Work to be completed:
Using the PIA Planetarium article below, answer:
1. In what year was the planetarium inaugurated?
2. How many kanals of land did the complex occupy, and who held that land?
3. How many projectors does the planetarium use?

Passage shown:

++++++

- Interactive map of the PIA Planetarium, Lahore area

General information
- Type: Planetarium
- Location: Near Chauburji, Lahore, Punjab, Pakistan
- Completed: 1987
- Owner: Pakistan International Airlines
- Operator: Pakistan International Airlines

= PIA Planetarium, Lahore =

Planetarium in Lahore, Pakistan

The PIA Planetarium, Lahore is a planetarium near Chauburji in Lahore, Punjab, Pakistan. It is operated by Pakistan International Airlines (PIA) and was inaugurated in 1987 as the airline's second planetarium in Pakistan, after the Karachi planetarium. The complex includes a domed projection hall and a static aircraft display.

==Site and facilities==
The planetarium is near Chauburji in central Lahore. The complex occupied 24 kanals of land held by the University of the Punjab. It has a combination of 220 projectors rather than a conventional film screening. In addition to the dome building, the complex has included a static aircraft and an observatory for visitors.

++++++

Record set:
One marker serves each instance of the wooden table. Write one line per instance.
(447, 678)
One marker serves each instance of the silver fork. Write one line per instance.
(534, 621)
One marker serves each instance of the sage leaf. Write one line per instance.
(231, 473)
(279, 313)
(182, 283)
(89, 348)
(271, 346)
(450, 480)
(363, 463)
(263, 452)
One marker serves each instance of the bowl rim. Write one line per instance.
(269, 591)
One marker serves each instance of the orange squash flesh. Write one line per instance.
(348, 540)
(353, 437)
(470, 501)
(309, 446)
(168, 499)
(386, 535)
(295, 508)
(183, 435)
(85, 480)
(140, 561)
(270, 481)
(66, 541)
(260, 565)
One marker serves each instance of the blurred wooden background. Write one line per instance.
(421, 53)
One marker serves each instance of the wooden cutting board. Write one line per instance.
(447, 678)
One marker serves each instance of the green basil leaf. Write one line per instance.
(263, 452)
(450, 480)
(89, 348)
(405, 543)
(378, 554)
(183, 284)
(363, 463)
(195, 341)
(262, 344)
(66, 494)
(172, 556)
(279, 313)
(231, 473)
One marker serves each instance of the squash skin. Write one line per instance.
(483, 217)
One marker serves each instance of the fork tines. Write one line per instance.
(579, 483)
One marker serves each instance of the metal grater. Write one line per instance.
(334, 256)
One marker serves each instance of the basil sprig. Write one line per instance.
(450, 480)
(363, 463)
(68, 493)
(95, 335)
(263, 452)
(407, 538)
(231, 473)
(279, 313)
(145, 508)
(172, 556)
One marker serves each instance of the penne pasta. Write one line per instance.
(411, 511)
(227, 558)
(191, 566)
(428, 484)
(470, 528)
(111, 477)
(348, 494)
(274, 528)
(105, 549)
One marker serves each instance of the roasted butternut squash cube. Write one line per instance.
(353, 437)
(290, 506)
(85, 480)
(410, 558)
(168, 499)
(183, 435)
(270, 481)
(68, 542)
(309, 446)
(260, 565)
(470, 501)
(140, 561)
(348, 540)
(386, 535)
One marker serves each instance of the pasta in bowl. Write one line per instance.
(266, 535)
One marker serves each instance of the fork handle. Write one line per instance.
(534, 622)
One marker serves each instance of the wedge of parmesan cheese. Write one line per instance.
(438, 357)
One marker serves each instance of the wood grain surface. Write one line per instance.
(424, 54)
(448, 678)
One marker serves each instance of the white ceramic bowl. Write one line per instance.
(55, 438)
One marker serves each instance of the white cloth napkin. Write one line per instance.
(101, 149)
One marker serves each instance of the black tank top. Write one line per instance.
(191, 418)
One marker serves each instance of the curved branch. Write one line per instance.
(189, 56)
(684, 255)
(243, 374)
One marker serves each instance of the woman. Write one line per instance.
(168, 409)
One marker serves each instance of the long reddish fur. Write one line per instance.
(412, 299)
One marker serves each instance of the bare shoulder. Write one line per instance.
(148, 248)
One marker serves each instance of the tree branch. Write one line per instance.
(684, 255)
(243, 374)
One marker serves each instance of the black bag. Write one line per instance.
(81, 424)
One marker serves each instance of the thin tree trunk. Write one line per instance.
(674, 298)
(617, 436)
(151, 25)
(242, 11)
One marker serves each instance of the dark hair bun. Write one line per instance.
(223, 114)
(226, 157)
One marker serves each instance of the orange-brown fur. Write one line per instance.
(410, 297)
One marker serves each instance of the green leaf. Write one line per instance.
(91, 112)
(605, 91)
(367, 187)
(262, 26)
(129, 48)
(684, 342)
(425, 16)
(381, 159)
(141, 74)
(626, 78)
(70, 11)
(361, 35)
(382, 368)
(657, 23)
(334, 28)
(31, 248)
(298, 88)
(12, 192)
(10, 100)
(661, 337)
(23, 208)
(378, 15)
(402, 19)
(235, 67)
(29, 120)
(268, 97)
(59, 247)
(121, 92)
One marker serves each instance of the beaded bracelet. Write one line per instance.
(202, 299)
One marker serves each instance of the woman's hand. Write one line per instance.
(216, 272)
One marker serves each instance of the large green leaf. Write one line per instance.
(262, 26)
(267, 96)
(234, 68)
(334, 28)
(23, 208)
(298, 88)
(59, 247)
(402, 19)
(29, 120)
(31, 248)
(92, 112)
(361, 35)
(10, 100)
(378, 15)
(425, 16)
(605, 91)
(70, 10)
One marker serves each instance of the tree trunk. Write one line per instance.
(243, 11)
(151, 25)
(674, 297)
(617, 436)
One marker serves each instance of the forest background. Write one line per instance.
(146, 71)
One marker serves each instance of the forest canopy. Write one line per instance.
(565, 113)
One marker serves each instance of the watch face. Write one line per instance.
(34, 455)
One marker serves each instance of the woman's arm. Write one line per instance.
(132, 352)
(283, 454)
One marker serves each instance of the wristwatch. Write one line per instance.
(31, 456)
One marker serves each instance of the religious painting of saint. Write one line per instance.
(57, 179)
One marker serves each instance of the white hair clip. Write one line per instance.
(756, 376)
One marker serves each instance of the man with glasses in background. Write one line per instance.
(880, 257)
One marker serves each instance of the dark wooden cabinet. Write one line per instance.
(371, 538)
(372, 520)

++++++

Worked answer:
1. 1987
2. 24 kanals, held by the University of the Punjab
3. 220